* [EXERCISE REQUIREMENTS] Copy each line of the entries below that contains the string "motorcycle".

* [SUPPLIED DATA]
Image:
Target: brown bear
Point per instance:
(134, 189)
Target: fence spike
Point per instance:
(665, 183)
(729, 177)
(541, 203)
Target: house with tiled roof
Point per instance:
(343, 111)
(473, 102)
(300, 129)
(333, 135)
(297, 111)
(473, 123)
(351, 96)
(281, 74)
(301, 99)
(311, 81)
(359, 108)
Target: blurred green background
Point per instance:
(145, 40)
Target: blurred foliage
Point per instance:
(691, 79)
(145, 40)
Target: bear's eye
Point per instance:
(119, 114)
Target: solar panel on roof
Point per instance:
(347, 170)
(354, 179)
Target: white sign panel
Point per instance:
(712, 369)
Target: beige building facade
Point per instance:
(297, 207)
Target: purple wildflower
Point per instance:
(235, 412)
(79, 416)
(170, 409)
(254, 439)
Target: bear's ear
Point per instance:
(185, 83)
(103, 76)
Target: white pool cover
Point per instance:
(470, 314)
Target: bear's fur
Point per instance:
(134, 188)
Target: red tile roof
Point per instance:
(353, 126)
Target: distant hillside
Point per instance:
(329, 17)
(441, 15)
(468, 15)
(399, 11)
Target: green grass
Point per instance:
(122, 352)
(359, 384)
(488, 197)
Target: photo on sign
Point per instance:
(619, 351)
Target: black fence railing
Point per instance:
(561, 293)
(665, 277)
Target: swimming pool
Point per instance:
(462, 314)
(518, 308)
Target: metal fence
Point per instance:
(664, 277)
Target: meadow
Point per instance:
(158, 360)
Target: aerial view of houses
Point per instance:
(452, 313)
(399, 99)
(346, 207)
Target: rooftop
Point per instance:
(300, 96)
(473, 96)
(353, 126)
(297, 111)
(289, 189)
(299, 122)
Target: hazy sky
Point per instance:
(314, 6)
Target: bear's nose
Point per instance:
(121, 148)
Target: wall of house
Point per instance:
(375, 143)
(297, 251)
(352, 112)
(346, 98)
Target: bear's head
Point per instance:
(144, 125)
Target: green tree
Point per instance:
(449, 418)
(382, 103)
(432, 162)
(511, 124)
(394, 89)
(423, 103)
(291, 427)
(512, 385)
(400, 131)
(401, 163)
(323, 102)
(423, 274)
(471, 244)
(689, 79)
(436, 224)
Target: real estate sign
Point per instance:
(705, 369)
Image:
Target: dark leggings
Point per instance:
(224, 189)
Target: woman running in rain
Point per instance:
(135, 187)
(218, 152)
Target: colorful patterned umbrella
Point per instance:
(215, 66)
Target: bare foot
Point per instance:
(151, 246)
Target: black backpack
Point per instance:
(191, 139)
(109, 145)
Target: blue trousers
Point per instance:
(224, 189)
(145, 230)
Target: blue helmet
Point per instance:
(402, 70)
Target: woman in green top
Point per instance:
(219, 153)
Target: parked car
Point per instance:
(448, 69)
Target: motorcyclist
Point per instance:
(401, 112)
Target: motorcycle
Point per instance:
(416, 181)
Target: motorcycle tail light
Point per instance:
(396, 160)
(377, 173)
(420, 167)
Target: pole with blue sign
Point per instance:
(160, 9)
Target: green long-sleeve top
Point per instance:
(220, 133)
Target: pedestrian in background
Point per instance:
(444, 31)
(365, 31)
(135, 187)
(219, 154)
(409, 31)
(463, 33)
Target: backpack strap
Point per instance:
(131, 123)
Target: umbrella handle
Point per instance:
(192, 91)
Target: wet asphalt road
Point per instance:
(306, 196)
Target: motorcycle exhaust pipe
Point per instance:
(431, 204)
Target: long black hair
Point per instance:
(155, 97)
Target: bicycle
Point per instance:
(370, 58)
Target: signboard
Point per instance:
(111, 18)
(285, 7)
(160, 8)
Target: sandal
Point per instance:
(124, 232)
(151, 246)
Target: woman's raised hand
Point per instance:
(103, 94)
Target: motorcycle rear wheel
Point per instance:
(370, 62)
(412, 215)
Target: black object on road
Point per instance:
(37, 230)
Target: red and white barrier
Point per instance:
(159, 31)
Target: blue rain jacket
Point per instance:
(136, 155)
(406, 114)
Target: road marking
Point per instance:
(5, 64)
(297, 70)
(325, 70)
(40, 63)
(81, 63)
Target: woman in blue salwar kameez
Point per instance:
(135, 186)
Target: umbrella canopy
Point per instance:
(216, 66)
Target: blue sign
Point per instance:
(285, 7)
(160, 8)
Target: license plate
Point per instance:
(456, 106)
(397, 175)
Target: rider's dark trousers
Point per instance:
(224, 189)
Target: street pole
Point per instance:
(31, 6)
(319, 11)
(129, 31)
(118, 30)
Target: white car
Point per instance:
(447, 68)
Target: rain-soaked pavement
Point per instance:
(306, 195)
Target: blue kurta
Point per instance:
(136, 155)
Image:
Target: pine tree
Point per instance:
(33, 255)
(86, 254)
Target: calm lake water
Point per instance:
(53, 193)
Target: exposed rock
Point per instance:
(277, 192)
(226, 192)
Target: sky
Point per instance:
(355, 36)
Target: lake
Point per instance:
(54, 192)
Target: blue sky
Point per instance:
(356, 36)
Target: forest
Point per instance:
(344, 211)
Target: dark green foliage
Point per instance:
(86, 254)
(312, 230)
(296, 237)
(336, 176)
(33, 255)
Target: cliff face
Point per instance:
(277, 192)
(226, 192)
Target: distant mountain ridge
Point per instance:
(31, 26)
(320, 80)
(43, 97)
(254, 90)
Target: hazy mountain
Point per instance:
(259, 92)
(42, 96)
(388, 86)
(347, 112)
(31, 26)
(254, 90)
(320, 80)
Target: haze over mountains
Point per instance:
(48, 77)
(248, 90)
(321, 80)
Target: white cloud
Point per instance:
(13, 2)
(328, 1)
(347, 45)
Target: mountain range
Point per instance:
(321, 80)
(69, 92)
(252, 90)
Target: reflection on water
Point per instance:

* [COMPLETED EXERCISE]
Target: motorcycle
Target: motorcycle tail light
Target: motorcycle exhaust pipe
Target: motorcycle rear wheel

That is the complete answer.